→ Dokument:
━━━━━━━━━━━━━━━━━━━━━━━━━━━━━━

# Suche flache Tastatur mit beleuchtung



## LittleGundam (24. Oktober 2015)

Hi,

ich suche eine flache Tastatur, so ähnlich wie man sie vom Notebook kennt, sprich mit flachen Tasten! Sie muss beleuchtete Tasten haben da ich viel im dunkeln arbeite, ob Wireless oder per USB ist egal. Man sollte auch drauf zocken können, also die 
Logitech Illuminate fällt da schonmal weg da mann mit der ja keine 3 Tasten gleichzeitig drücken kann...

Vorschläge?
Die neue von Cherry sieht ja schon toll aus, aber die kann sich ja keiner Leisten für 190€...

Mfg


----------



## Brexzidian7794 (25. Oktober 2015)

Wie wärs mit CM Storm Trigger Z?Ich nutze seit einiger Zeit und bin damit zufrieden.Denn mich persönlich stört es das es bei den MX-Gaming Tastaturen zumeist die Tasten sehr weit abstehen,was bei dieser
nicht der fall ist.Es hat sogar einen relative großen Handballenauflage und die Oberfläche der Tastatur ist Gummiert und fühlt sich sehr angenehm an gegenüber harten  Plastik Oberfläche.

━━━━━━━━━━━━━━━━━━━━━━━━━━━━━━

→ Bereitgestelltes Material:
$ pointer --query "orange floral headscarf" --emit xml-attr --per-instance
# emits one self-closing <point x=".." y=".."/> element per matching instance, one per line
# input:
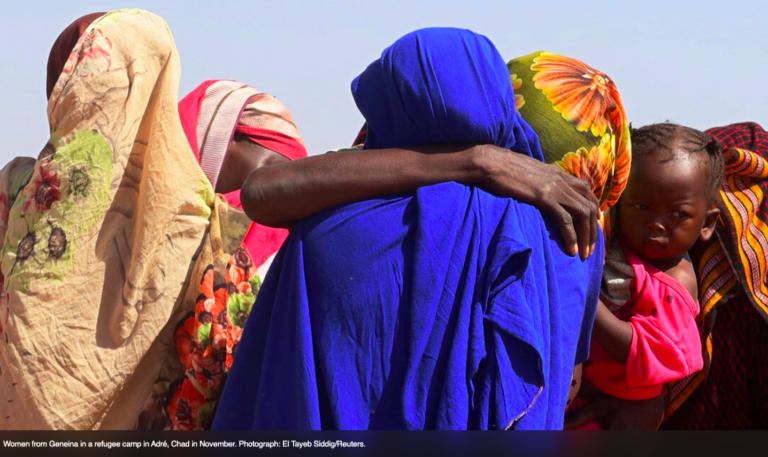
<point x="577" y="113"/>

━━━━━━━━━━━━━━━━━━━━━━━━━━━━━━

→ Aufgabe A: Warum kommt die Logitech Illuminate für LittleGundam laut dem Forenthread nicht infrage?
→ Aufgabe B: Bitte übernimm aus dem Forenthread Zeichen für Zeichen die Stelle von „# Suche flache“ bis „Leisten für 190€...“.

→ Antwort A: Weil man mit ihr keine 3 Tasten gleichzeitig drücken kann.

→ Antwort B:
# Suche flache Tastatur mit beleuchtung



## LittleGundam (24. Oktober 2015)

Hi,

ich suche eine flache Tastatur, so ähnlich wie man sie vom Notebook kennt, sprich mit flachen Tasten! Sie muss beleuchtete Tasten haben da ich viel im dunkeln arbeite, ob Wireless oder per USB ist egal. Man sollte auch drauf zocken können, also die 
Logitech Illuminate fällt da schonmal weg da mann mit der ja keine 3 Tasten gleichzeitig drücken kann...

Vorschläge?
Die neue von Cherry sieht ja schon toll aus, aber die kann sich ja keiner Leisten für 190€...